(Region pointing data)
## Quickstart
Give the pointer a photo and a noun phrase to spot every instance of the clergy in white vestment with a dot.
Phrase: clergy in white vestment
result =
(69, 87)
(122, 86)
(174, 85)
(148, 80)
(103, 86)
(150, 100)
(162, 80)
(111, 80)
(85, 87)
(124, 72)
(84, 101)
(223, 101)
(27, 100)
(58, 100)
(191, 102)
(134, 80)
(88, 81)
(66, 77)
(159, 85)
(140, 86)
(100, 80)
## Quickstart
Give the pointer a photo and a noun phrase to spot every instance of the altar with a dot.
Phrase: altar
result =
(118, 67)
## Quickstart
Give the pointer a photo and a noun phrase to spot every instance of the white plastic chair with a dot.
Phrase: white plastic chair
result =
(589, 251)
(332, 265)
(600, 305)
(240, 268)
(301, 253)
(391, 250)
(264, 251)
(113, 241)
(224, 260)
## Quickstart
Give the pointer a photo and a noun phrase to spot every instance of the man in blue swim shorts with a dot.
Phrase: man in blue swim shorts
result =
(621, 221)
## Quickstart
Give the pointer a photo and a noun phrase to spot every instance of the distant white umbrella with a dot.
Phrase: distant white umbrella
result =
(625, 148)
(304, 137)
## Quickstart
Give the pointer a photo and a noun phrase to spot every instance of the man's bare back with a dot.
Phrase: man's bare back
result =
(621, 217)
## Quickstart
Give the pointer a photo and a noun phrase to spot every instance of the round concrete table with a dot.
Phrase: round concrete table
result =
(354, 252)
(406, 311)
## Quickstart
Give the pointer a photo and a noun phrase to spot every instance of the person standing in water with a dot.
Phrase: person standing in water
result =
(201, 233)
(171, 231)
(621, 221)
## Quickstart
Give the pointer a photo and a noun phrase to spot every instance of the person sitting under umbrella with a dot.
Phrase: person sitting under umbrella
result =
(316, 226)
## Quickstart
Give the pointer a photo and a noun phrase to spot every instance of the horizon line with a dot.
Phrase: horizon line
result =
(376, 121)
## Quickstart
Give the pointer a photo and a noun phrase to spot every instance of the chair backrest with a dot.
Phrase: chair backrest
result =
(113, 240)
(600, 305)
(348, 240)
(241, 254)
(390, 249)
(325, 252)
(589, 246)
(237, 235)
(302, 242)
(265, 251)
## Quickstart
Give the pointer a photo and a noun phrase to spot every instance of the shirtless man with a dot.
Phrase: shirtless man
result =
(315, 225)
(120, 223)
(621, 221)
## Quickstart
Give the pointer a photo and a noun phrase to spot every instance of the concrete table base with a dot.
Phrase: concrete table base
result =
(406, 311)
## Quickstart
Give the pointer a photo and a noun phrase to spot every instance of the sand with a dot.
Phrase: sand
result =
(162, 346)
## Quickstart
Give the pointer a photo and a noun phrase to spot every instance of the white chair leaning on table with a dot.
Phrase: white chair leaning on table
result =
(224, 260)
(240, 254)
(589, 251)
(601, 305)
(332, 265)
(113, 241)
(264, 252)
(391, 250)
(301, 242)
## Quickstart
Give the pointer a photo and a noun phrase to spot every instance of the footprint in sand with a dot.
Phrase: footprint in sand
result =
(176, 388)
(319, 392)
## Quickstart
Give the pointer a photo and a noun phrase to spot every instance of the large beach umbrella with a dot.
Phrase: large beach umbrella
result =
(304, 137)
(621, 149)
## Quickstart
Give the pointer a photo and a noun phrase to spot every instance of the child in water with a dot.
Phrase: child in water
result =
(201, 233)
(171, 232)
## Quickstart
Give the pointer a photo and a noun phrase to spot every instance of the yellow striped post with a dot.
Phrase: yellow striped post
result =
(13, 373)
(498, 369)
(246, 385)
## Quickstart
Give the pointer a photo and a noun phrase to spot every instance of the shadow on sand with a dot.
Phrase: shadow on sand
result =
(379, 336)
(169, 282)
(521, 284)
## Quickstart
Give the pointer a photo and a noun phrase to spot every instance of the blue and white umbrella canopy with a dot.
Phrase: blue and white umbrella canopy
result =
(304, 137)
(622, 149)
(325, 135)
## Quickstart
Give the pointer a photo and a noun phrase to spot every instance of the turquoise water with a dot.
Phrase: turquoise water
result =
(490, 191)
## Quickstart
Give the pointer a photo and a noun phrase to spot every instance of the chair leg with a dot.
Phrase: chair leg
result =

▶ [Task brief]:
Count lines above containing "turquoise" and report only the total.

▶ [Expected answer]:
2